Collected data entries:
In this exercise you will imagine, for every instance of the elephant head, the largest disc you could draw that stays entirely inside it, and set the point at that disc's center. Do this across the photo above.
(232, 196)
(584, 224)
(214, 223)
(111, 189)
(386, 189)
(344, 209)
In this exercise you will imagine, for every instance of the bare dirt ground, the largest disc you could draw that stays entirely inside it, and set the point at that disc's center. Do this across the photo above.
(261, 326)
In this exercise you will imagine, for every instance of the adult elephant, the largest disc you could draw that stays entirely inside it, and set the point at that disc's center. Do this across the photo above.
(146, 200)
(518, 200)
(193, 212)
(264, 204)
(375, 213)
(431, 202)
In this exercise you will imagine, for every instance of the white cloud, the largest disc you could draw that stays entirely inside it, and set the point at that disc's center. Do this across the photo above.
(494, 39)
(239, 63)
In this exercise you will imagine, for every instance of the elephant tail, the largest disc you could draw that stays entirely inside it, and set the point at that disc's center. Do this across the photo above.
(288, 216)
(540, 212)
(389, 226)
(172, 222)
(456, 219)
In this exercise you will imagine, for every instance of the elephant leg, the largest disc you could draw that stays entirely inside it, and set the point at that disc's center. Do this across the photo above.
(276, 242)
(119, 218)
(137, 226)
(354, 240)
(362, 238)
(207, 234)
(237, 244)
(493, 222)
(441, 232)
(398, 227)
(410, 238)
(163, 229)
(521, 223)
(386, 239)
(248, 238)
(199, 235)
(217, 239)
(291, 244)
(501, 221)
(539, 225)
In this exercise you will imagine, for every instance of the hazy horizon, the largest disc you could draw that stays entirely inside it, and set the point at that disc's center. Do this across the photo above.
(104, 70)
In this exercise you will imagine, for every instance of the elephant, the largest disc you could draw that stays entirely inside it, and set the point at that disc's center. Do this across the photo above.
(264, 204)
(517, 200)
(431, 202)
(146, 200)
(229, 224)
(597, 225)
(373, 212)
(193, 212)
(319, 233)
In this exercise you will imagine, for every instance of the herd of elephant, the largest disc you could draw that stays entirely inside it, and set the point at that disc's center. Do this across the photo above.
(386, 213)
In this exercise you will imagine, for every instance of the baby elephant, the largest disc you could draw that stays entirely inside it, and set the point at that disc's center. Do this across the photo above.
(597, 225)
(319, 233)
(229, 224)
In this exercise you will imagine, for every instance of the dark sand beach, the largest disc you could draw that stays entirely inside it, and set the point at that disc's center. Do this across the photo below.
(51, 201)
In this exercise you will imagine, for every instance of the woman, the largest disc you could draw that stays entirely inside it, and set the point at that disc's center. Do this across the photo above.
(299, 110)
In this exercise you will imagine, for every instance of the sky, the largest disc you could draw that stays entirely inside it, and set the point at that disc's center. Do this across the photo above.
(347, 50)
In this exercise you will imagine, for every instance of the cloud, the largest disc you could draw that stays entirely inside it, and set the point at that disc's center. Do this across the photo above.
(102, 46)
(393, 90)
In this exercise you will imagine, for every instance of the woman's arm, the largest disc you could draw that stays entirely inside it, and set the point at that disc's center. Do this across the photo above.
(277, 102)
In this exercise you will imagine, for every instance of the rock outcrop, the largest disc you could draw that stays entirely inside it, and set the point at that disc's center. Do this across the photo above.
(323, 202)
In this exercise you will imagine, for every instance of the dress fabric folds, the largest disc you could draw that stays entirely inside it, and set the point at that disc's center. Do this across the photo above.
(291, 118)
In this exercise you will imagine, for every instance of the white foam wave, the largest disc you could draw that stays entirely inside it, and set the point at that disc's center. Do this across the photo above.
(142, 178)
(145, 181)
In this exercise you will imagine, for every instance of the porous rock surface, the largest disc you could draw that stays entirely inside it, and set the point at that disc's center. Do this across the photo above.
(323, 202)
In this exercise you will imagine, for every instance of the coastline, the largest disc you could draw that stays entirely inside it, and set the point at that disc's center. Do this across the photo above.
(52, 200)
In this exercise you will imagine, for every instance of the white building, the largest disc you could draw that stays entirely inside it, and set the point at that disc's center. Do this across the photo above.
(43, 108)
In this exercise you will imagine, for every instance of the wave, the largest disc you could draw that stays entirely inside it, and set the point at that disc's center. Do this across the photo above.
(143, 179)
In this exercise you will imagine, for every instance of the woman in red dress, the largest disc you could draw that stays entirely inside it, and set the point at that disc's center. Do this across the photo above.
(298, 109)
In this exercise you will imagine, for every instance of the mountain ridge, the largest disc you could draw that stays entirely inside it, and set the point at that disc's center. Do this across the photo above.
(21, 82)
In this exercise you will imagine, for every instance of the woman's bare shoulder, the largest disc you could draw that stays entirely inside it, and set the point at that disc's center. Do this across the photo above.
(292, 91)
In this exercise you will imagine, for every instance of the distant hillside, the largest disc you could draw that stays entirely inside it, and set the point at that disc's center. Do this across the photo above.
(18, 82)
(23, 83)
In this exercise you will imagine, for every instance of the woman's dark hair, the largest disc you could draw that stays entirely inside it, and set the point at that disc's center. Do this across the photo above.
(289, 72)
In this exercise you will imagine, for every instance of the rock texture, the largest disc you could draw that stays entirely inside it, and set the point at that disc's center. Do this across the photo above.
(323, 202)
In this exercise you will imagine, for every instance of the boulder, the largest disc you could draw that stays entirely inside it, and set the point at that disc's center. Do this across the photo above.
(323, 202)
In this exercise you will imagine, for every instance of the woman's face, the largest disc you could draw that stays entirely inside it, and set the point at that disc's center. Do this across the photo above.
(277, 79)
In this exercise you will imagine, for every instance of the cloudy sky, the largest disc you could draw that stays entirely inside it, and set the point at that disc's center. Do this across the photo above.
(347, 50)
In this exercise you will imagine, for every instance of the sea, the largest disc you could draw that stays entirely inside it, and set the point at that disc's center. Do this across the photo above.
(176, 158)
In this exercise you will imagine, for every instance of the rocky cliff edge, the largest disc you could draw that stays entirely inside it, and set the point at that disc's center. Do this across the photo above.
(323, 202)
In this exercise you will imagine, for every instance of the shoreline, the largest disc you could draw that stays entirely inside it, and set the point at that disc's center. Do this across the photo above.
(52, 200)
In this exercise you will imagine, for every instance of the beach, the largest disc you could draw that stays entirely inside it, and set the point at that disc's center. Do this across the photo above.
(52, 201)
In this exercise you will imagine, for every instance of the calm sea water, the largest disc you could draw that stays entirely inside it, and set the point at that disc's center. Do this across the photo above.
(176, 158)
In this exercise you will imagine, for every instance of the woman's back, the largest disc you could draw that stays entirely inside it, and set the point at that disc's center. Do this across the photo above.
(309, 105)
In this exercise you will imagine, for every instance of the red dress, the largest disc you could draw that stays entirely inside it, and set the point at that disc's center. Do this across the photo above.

WHAT YOU WILL DO —
Give all of the entries again, word for word.

RESULT —
In this exercise you will imagine, for every instance of the elephant head, the largest disc you could draw that stays entirely inside it, and set the point at that disc's center. Do this across the photo above.
(232, 196)
(584, 224)
(214, 223)
(111, 189)
(386, 189)
(344, 209)
In this exercise you will imagine, for every instance of the bare dirt ground, the largest disc you could draw that stays entirely inside it, and set the point at that disc's center. Do this across the photo above.
(261, 326)
In this exercise you will imagine, for every instance of the adult elephant, the largest disc you could draw that stays entirely inside it, and set the point at that disc's center. Do this across the photo above.
(146, 200)
(518, 200)
(193, 212)
(264, 204)
(375, 213)
(431, 202)
In this exercise you will imagine, for every instance of the white cloud, the largest disc you could draw that stays entirely inside it, and set the point at that disc's center. Do this across the photo above.
(494, 39)
(239, 63)
In this exercise you will imagine, for every instance of the elephant tail, the largest disc you could draw that stays entirely inside it, and set the point at that disc's center. Do this across the photo above.
(288, 216)
(540, 212)
(389, 226)
(172, 222)
(456, 219)
In this exercise you will imagine, for every instance of the elephant leg, the largest disc you could draw that stays entirely inside it, and set the point at that disc's center. Do this across the photo above.
(276, 242)
(119, 218)
(137, 226)
(354, 240)
(362, 238)
(207, 234)
(237, 244)
(493, 222)
(441, 232)
(398, 227)
(410, 238)
(163, 229)
(521, 223)
(386, 239)
(248, 238)
(199, 235)
(217, 239)
(291, 244)
(501, 221)
(539, 225)
In this exercise you will imagine, for every instance of the hazy horizon, the largest disc you could draw that stays entirely inside it, and set the point at that disc's center. Do this across the photo above.
(104, 70)
In this exercise you will imagine, for every instance of the elephant, the largest disc you could draw that stays entirely inside it, and set the point at that disc's center. Do this across the photo above.
(264, 204)
(517, 200)
(431, 202)
(146, 200)
(229, 224)
(597, 225)
(373, 212)
(193, 212)
(319, 233)
In this exercise you will imagine, for every instance of the herd of elephant, the largest disc you could draw that stays entirely inside it, and set the point at that disc's center. Do this across the photo above.
(386, 213)
In this exercise you will imagine, for every instance of the baby elephant, the largest disc you could draw that stays entirely inside it, and set the point at that disc's center. Do this across the photo above.
(597, 225)
(319, 233)
(229, 224)
In this exercise you will imagine, for every instance of the dark sand beach, the largest disc you could draw that stays entirely inside it, and set the point at that disc's center. Do this across the photo below.
(51, 201)
In this exercise you will imagine, for every instance of the woman, the largest disc you could draw that stays entirely inside it, and set the point at that disc's center. Do this across the photo above.
(299, 110)
In this exercise you will imagine, for every instance of the sky, the largest disc you could draw that stays entirely inside it, and set the point at that disc's center. Do this across the photo above.
(347, 50)
In this exercise you will imagine, for every instance of the cloud, the largest disc you could draw that stays entirely inside it, and set the point at that disc's center. Do this across the photo above.
(102, 46)
(393, 90)
In this exercise you will imagine, for every instance of the woman's arm, the largest disc you could draw that stays entirely inside it, and set the point at that disc's center. Do this across the photo above.
(277, 102)
In this exercise you will imagine, for every instance of the rock outcrop, the largest disc you could draw that stays entirely inside it, and set the point at that disc's center. Do this across the photo above.
(323, 202)
In this exercise you will imagine, for every instance of the dress fabric folds, the largest disc you could draw that stays entirely inside it, and set the point at that disc's center. Do this across the photo above.
(291, 118)
In this exercise you will imagine, for every instance of the white foam wave, the largest disc you could draw that stays entirely inside it, and set the point at that disc's center. Do this across the photo above.
(142, 178)
(145, 181)
In this exercise you will imagine, for every instance of the porous rock surface, the largest disc you could draw that stays entirely inside it, and set the point at that disc's center. Do this across the photo above.
(323, 202)
In this exercise you will imagine, for every instance of the coastline, the largest disc you could draw that stays entirely inside it, and set the point at that disc's center. Do this across the photo above.
(52, 200)
In this exercise you will imagine, for every instance of the white building, the largest disc you could draw that stays entirely inside it, and set the point at that disc's center. Do this across the photo above.
(43, 108)
In this exercise you will imagine, for every instance of the wave, the largest disc you could draw that stays entirely inside it, and set the point at that disc's center. Do this across the photo above.
(143, 179)
In this exercise you will imagine, for every instance of the woman in red dress, the largest disc you could draw that stays entirely inside it, and set the point at that disc's center. Do this across the photo above.
(298, 109)
In this exercise you will imagine, for every instance of the mountain ridge, the largest disc you could draw that stays entirely inside it, and set the point at that disc's center. Do this across the photo above.
(21, 82)
In this exercise you will imagine, for every instance of the woman's bare shoulder, the largest disc you could draw that stays entirely inside it, and set the point at that disc's center. Do this across the photo above.
(292, 91)
In this exercise you will imagine, for every instance of the distant hillside, the largest disc you could draw that stays entirely inside it, and set the point at that disc's center. Do this across the photo above.
(18, 82)
(23, 83)
In this exercise you will imagine, for every instance of the woman's dark hair, the largest disc you could draw that stays entirely inside it, and set the point at that disc's center. Do this across the photo above.
(289, 72)
In this exercise you will imagine, for every instance of the rock texture, the largest disc you could draw that stays entirely inside it, and set the point at that disc's center. Do this across the photo above.
(323, 202)
In this exercise you will imagine, for every instance of the boulder, the largest disc you could draw that stays entirely inside it, and set the point at that disc's center. Do this across the photo above.
(323, 202)
In this exercise you will imagine, for every instance of the woman's face, the largest disc you could draw that stays entirely inside it, and set the point at that disc's center. Do this across the photo above.
(277, 79)
In this exercise you will imagine, for every instance of the cloudy sky, the largest disc you could draw that stays entirely inside it, and set the point at that disc's center. Do this across the photo above.
(347, 50)
In this exercise you will imagine, for every instance of the sea, the largest disc you could draw that stays entirely inside it, and set the point at that disc's center. Do this across the photo above.
(176, 158)
In this exercise you will imagine, for every instance of the rocky cliff edge, the largest disc you could draw that stays entirely inside it, and set the point at that disc's center. Do this across the photo above.
(323, 202)
In this exercise you will imagine, for every instance of the shoreline, the largest disc you could draw that stays entirely inside it, and set the point at that disc's center. Do this across the photo above.
(52, 200)
In this exercise you will imagine, for every instance of the beach, the largest disc you could draw that stays entirely inside it, and set the point at that disc's center. Do this across the photo above.
(52, 201)
In this exercise you will imagine, for every instance of the calm sea water, the largest disc you could draw that stays entirely inside it, and set the point at that disc's center. Do this across the photo above.
(176, 158)
In this exercise you will imagine, for every instance of the woman's back, the largest disc you could draw that stays entirely inside it, and set the point at that disc's center. Do this across the photo above.
(309, 105)
In this exercise you will imagine, for every instance of the red dress, the largest disc you could draw that stays entirely inside it, and set the point at that disc's center. Do this across the photo above.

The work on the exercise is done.